— BEGIN Selected text —
Reputation: 221
I have a table with 200mil rows.
Lets call the table employee_internet_history
.
Row : employee_fullname || website || date || more data
.
The table have an index on employee_fullname
column.
I also have another table eu_employees
.
with 100 rows; each Row: employee_fullname || more data
.
I want to create a query to select top 3 websites surfed by each employee.
I am using Oracle Database
so i thought about using PL/SQL
to achieve this.
Currently i am using
declare
cursor top100workers is
select * from eu_employees
where rownum < 100;
begin
for worker in top100workers
LOOP
DBMS_OUTPUT.PUT_LINE(worker.employee_fullname ||' top 3 webpages:');
for TOP3 in (
SELECT /*+ parallel*/ website,
COUNT(website) AS num
from employee_internet_history
WHERE employee_internet_history.employee_fullname = worker.employee_fullname
group by website
order by num desc
)
LOOP
DBMS_OUTPUT.PUT_LINE('website = ' || TOP3.website || ' ,times surferd: '||top3.num);
end loop;
end LOOP;
end;
/
For each employee this query takes around 200 seconds.
And my real eu_employee table has over 8000 records.
Which Means it will take 19 days to count this using my way.
1) How can i speed things up?
2) Why dose it take so long?
If all the records of an employee are indexed, it should take O(1) to find them, and count them.
Also the queries are not depended on each other, 3) can i run few queries parallel ?
4) I saw there are several hints to run things at parallel mode, which one will fit best for my needs ?
5) is there a solution without using pl/sql
?
Upvotes: 0
Views: 1014
Reputation: 1269543
In general, a "set-based" approach (using a query) is going to be faster than using PL/SQL.
The following query does what you want:
select eih.*
from (select employee_id, website, count(*) as cnt,
row_number() over (partition by employee_id order by count(*) desc) as seqnum
from employee_internet_history eih
group by employee_id, website
) eih
where seqnum <= 3;
I'm not sure if you can make it run faster, because you do have to start by aggregating the data at the employee/website level. If you want more employee information, then join in eu_employees
.
By the way, using employee_fullname
for the join key is a really bad idea. People might change their names throughout their lives for various reasons.
Let me also add that your query would probably run much faster with an index on employee_internet_history(employee_fullname, website)
. You can also leave out the join
to the worker information. At least nothing in the question suggests that it is needed (unless it is used for filtering).
EDIT:
The performance is highly dependent on your hardware and memory. You can speed the query by using a subset of employees by joining them in:
select eih.*
from (select employee_id, website, count(*) as cnt,
row_number() over (partition by employee_id order by count(*) desc) as seqnum
from employee_internet_history eih join
(select ee.*
from eu_employees ee
where rownum < 100
) ee
on eih.employee_id = w.employee_id
group by employee_id, website
) eih
where seqnum <= 3;
Upvotes: 4
— END Selected text —
— BEGIN Stored data —
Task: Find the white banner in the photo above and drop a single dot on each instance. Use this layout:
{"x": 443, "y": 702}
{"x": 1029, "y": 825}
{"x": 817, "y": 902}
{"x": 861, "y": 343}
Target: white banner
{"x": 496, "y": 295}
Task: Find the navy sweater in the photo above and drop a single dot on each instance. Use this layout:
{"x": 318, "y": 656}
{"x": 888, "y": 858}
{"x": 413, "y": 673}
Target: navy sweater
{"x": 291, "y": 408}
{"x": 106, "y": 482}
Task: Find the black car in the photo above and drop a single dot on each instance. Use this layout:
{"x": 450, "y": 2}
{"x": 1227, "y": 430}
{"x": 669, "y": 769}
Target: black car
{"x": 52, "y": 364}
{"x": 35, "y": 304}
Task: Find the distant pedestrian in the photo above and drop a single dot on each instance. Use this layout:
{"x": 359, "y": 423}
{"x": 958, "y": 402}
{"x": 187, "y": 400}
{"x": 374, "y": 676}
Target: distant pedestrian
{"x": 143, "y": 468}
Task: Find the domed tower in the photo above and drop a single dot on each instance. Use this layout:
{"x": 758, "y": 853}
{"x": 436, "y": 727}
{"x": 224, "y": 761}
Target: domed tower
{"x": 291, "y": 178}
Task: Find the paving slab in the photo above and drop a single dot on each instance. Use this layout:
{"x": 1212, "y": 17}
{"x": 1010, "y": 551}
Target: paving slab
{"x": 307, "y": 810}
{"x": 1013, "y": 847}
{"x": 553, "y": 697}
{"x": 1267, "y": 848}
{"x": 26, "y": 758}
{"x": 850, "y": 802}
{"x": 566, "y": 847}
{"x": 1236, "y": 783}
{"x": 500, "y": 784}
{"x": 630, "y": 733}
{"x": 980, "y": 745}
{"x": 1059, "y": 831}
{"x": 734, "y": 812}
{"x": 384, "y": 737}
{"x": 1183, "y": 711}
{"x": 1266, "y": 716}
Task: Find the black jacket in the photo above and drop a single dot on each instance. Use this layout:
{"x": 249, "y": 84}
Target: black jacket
— END Stored data —
— BEGIN Stored data —
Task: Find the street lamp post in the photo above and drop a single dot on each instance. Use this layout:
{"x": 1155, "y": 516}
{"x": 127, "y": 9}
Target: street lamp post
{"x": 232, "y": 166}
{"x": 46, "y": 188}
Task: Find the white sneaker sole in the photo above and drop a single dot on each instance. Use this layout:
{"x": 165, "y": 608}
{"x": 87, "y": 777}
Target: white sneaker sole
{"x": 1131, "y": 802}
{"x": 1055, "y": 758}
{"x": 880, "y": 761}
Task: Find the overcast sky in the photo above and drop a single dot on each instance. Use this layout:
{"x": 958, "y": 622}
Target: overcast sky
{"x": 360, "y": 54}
— END Stored data —
[Set task A] In the Oracle query thread, restate the passage starting with "And my real" and going on through "take so long?", with "19 days" swapped out for "nineteen days".
[Set task B] List every numbered question that the asker poses in the Oracle query thread.
[Set task C]
Answer these from the Oracle query thread:
(i) How long does the original query take for each employee?
(ii) On which columns does the reply suggest an index on employee_internet_history?
(iii) Why does the reply call employee_fullname a bad join key?
This material was drawn from a separate source.

[Task response A]
And my real eu_employee table has over 8000 records.
Which Means it will take nineteen days to count this using my way.
1) How can i speed things up?
2) Why dose it take so long?

[Task response B]
1) How can i speed things up?
2) Why dose it take so long?
3) can i run few queries parallel ?
4) I saw there are several hints to run things at parallel mode, which one will fit best for my needs ?
5) is there a solution without using pl/sql ?

[Task response C]
(i) Around 200 seconds.
(ii) employee_fullname and website.
(iii) People might change their names throughout their lives for various reasons.